Image-grounded pointing data:
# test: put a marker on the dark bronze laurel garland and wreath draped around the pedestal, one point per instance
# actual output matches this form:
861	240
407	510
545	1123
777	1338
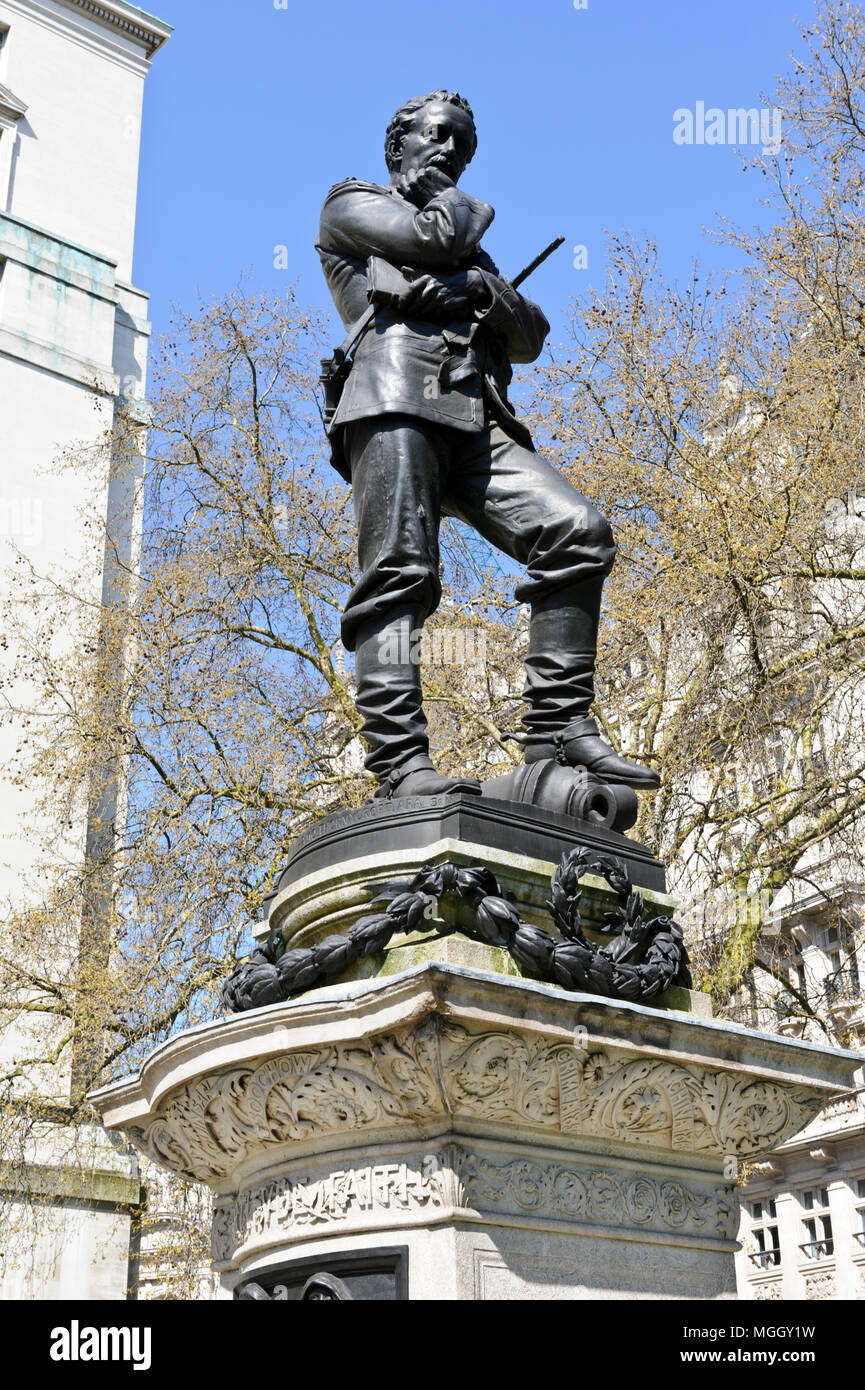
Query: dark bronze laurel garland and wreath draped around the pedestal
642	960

...

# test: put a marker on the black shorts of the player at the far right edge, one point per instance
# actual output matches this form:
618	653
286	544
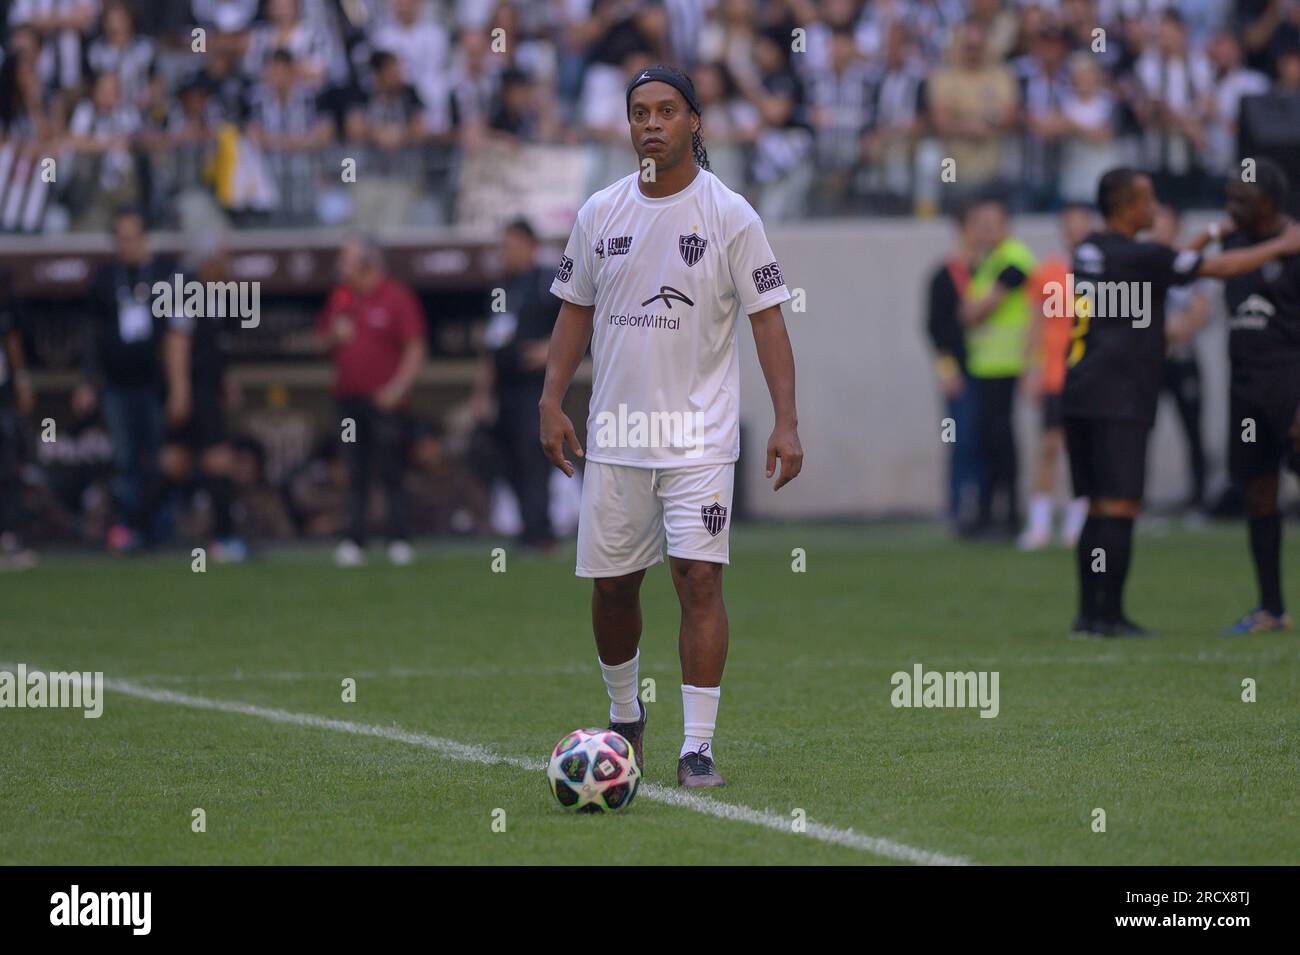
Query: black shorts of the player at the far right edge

...

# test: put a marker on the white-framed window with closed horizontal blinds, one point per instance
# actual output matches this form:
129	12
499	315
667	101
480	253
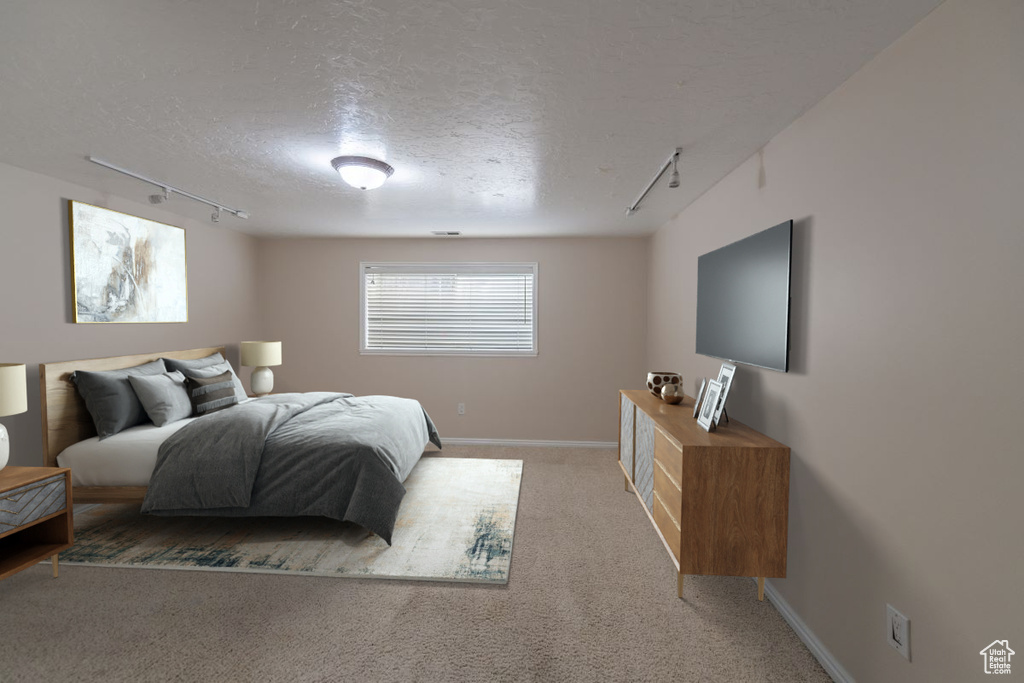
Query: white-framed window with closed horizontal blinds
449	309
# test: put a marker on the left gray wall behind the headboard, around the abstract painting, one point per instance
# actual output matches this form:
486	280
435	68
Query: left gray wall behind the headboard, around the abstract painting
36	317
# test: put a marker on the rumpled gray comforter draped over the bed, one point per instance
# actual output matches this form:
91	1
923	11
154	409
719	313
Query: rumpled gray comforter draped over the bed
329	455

● **PROBLEM DETAILS**: Select and copy every line from the records that includes the word "black".

● **RESPONSE AREA**:
# test: put a marker on the black shorts of the player at the far right edge, one point per instance
Query: black shorts of the player at the far right edge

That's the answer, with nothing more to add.